◆ WHAT NEEDS TO BE DONE: At the line containing "Can you find the small", begin retyping, and continue word for word until the records below run out.

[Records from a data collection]
*** Begin section ***

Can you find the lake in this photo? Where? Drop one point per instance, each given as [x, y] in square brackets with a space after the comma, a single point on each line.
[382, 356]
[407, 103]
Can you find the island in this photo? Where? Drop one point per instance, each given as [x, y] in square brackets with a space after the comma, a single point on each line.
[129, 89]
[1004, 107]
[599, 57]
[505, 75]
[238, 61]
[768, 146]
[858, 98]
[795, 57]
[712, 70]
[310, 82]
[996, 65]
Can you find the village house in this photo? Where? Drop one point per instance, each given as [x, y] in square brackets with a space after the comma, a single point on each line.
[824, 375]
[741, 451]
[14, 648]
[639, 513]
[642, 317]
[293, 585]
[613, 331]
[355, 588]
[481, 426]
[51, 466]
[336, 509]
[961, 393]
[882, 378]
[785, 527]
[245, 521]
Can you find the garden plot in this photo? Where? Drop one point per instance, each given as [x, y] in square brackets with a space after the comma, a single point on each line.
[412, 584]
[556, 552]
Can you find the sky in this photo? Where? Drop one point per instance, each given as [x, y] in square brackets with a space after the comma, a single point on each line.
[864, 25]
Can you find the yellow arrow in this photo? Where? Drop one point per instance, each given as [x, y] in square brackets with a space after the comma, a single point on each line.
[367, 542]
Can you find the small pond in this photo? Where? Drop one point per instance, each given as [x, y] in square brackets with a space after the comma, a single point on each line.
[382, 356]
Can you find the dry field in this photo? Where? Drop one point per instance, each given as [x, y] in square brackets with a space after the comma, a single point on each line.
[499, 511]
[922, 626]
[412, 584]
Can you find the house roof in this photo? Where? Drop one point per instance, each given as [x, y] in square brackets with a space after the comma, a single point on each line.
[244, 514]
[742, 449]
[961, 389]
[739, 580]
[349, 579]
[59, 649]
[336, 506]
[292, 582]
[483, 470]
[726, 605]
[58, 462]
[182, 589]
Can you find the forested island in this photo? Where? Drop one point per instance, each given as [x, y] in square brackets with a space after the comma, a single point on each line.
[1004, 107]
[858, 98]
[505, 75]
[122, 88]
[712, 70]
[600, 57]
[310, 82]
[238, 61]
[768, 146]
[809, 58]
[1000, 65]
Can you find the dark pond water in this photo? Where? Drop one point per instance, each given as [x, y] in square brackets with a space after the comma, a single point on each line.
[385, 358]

*** End section ***

◆ FINAL ANSWER:
Can you find the small pond in this photo? Where? Drop one point per instance, each given as [x, y] in square brackets with a space after the comma, a single point on each line.
[382, 356]
Can you find the dry field in this photo? Where? Drop one point per instance, each given as [x, y] in square brackets with a space after the comma, a single point on each line.
[499, 511]
[922, 626]
[412, 584]
Can you find the house roof in this photo? Where? Drop one point per instance, each given as [x, y] in square brackets with a space after the comma, a single point on each line.
[244, 514]
[742, 449]
[961, 389]
[739, 580]
[349, 579]
[59, 649]
[336, 506]
[292, 582]
[483, 470]
[726, 605]
[58, 462]
[182, 589]
Can you find the forested island in this photo? Where? Drop one point per instance, each given as [x, y] in square brackets with a space after the comma, a single point on each line.
[1004, 107]
[858, 98]
[505, 75]
[122, 88]
[712, 70]
[600, 57]
[310, 82]
[238, 61]
[768, 146]
[809, 58]
[1000, 65]
Can you find the dark pond water in this photo? Where? Drop one point per instance, each given as [x, y] in square brackets with a space after the comma, a single point on each line.
[385, 358]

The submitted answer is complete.